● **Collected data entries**
┌──

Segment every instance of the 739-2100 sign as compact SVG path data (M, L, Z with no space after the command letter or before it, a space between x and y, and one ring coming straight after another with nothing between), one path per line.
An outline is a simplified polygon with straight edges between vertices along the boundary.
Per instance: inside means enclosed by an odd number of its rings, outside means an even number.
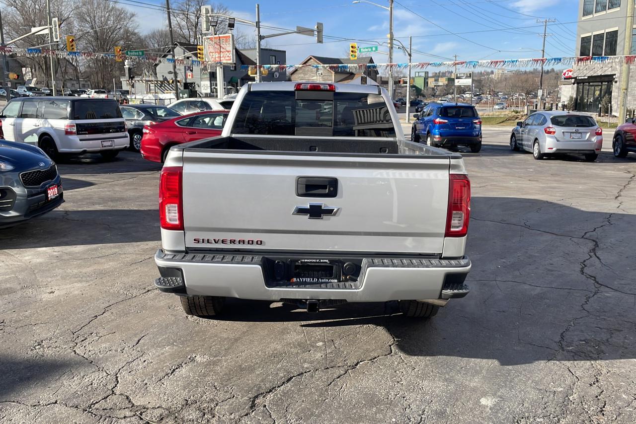
M205 60L216 64L233 64L234 38L231 34L204 38Z

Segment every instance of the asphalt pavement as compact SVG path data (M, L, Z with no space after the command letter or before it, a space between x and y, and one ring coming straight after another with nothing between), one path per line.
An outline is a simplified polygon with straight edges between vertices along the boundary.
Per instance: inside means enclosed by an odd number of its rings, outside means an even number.
M636 422L636 155L536 161L508 133L462 150L472 291L428 321L187 317L153 286L159 167L61 164L60 209L0 231L0 422Z

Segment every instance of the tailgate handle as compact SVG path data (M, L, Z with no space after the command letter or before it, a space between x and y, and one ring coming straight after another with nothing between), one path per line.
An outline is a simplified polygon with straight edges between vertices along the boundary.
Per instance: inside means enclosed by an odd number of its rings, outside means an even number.
M300 197L336 197L338 179L331 177L298 177L296 195Z

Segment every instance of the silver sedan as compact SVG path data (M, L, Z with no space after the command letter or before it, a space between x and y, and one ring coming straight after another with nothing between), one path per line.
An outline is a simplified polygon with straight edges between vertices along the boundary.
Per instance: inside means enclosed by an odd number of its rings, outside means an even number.
M559 111L533 113L517 123L510 135L510 148L532 153L535 159L557 153L583 154L594 161L603 145L603 130L583 114Z

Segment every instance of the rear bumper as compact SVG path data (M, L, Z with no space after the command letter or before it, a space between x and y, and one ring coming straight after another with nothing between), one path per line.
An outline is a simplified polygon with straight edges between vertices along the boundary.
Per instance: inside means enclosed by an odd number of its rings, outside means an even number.
M183 286L165 290L160 287L163 291L271 301L294 299L384 302L462 297L468 292L464 281L471 266L466 257L365 258L355 283L315 284L298 288L293 284L277 285L266 282L266 258L260 256L169 254L160 250L155 262L162 277L183 280Z
M470 146L481 142L481 135L474 136L449 136L432 135L433 142L440 146Z
M102 142L108 140L113 141L113 146L104 147ZM85 153L106 150L121 150L128 147L130 145L130 137L128 133L123 133L114 134L113 137L109 137L107 134L100 135L93 139L80 139L78 136L65 137L65 139L60 140L60 146L57 149L60 153Z

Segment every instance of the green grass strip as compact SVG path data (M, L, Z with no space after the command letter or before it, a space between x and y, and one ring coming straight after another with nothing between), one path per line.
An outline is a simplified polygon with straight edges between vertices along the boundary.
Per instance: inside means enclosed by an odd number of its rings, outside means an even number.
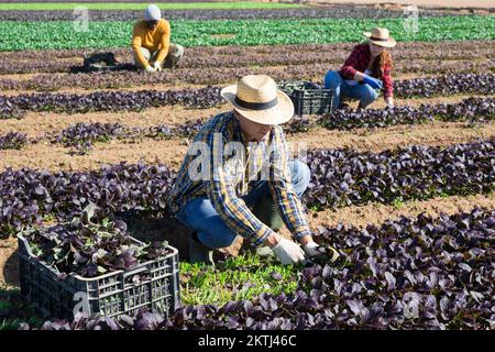
M360 42L362 32L373 26L388 28L398 42L495 38L495 16L422 18L416 33L405 23L403 19L173 21L172 41L184 46ZM78 32L70 21L3 21L0 51L129 47L132 25L133 21L90 21L87 32Z
M302 4L278 2L156 2L161 10L245 10L245 9L290 9L304 8ZM31 3L0 3L2 11L61 11L74 10L76 7L86 7L88 10L144 10L145 2L31 2Z

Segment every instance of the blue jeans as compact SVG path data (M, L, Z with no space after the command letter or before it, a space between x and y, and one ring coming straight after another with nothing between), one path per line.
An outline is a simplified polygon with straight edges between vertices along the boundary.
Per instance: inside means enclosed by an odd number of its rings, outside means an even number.
M340 107L341 98L359 99L361 107L366 108L378 98L378 94L367 84L350 86L337 70L329 70L323 79L324 88L333 89L333 109Z
M292 184L298 197L302 196L308 187L309 167L299 161L289 161ZM242 197L248 207L254 207L257 201L270 195L270 185L266 180L253 180L251 191ZM232 244L237 233L232 231L220 218L208 198L196 198L185 205L176 215L178 221L198 231L201 243L210 249L221 249Z

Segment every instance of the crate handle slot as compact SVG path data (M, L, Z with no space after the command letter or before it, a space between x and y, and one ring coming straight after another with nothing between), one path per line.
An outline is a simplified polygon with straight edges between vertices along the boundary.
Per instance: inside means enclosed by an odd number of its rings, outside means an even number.
M141 266L141 267L136 267L130 272L125 272L123 274L123 277L127 278L129 276L133 276L136 274L142 274L142 273L150 273L151 274L151 268L148 268L147 266Z

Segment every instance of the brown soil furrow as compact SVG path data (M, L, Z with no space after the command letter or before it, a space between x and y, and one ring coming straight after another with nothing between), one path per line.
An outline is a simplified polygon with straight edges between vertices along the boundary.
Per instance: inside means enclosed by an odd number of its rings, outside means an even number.
M408 201L400 207L371 204L361 207L351 206L338 210L311 211L308 220L314 230L317 230L319 226L336 227L339 222L364 228L370 223L381 224L387 220L396 220L400 216L417 217L421 212L426 212L438 217L441 212L448 215L468 212L476 207L495 209L495 194L439 197L422 201Z
M358 151L381 152L410 144L451 145L494 135L494 122L479 128L468 128L463 123L429 123L369 131L317 129L308 133L288 135L288 141L306 143L308 148L350 147ZM72 156L69 155L70 148L46 142L31 144L20 151L0 151L0 170L7 167L82 170L98 168L101 164L116 164L123 161L136 163L141 160L146 163L165 163L178 168L187 151L187 145L188 142L185 139L169 141L145 139L138 143L116 140L96 144L88 155Z
M474 195L468 197L433 198L426 201L409 201L399 208L372 204L362 207L346 207L339 210L310 212L308 216L311 229L317 232L318 227L334 227L338 223L364 228L367 224L381 224L387 220L396 220L400 216L417 217L421 212L438 217L441 212L471 211L475 207L495 208L495 195ZM287 229L283 235L290 238ZM16 239L10 238L0 242L0 287L4 285L19 286L19 270ZM237 252L237 251L235 251Z
M470 95L457 95L449 97L396 99L397 106L419 107L421 103L455 103L471 97ZM358 107L358 102L350 103L352 108ZM380 98L371 108L385 108L385 101ZM66 129L73 123L122 123L134 127L151 127L157 124L178 125L186 121L207 119L219 112L229 109L228 105L211 109L189 109L182 106L167 106L162 108L150 108L141 112L88 112L65 114L55 112L28 112L24 119L0 120L0 135L8 132L23 132L30 138L37 136L45 132L56 132Z

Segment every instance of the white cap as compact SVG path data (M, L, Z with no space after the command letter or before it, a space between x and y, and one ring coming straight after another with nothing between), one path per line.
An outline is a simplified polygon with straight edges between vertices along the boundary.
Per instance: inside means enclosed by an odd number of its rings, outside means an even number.
M158 21L162 18L162 11L160 11L156 4L151 4L144 10L145 21Z

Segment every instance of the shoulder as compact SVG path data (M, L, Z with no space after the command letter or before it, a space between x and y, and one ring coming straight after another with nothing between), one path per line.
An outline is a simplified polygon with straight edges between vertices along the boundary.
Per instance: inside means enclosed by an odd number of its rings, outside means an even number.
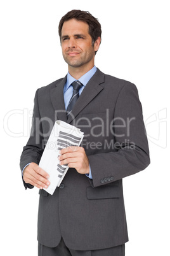
M136 90L136 85L125 79L117 78L115 76L112 76L110 75L107 75L100 71L100 69L98 69L98 76L100 75L103 77L103 87L105 89L108 89L109 90L117 90L121 91L122 89L125 90Z
M50 90L51 89L52 89L53 88L56 87L58 84L60 84L63 80L65 79L65 78L60 78L58 79L56 81L53 82L52 83L49 83L48 85L46 86L43 86L42 87L39 88L39 91L42 91L43 92L46 92L46 91L48 91Z

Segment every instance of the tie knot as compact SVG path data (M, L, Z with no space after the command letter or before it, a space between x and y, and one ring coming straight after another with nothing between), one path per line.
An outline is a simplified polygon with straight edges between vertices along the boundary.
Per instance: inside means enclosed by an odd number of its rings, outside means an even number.
M81 82L79 80L77 81L74 81L72 83L72 87L73 89L75 90L77 90L77 92L79 90L79 89L82 87L82 84Z

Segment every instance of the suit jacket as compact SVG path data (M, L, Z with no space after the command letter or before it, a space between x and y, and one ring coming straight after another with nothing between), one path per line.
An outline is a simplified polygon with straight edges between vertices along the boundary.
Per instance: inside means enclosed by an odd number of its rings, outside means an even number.
M30 137L21 156L21 169L39 164L56 120L84 132L82 146L93 180L69 168L53 196L39 190L37 239L55 247L62 236L74 250L99 250L128 241L122 178L150 163L141 105L136 86L98 69L67 119L63 87L67 76L38 89ZM23 183L25 188L33 187Z

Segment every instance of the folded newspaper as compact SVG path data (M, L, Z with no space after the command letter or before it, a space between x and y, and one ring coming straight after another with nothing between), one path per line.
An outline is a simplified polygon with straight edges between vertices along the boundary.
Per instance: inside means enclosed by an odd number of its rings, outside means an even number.
M39 164L49 175L50 185L43 189L51 195L60 186L69 169L67 164L60 165L59 151L67 146L79 146L83 135L80 129L63 121L56 121Z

└──

Give the stretch from "Segment every instance of the blue" through "M292 184L298 197L302" again, changing "blue jeans" to "denim trousers" and keeping everything else the same.

Segment every instance of the denim trousers as compact SVG path data (M, L, Z with no space after the command letter or before it, a space between x and y, and one ring coming straight after another with nothing between), one path per line.
An outline is a simplified polygon with straight edges between vertices along the boundary.
Per instance: inside means enclosed by an odd number of its rings, outside means an even number.
M340 107L341 98L359 99L361 107L366 108L378 98L378 94L367 84L350 86L337 70L329 70L323 79L324 88L333 89L333 109Z
M292 184L298 197L302 196L308 187L309 167L299 161L289 161ZM242 197L248 207L254 207L257 201L270 195L270 185L266 180L253 180L251 191ZM232 244L237 233L232 231L220 218L208 198L196 198L185 205L176 215L178 221L198 231L201 243L210 249L221 249Z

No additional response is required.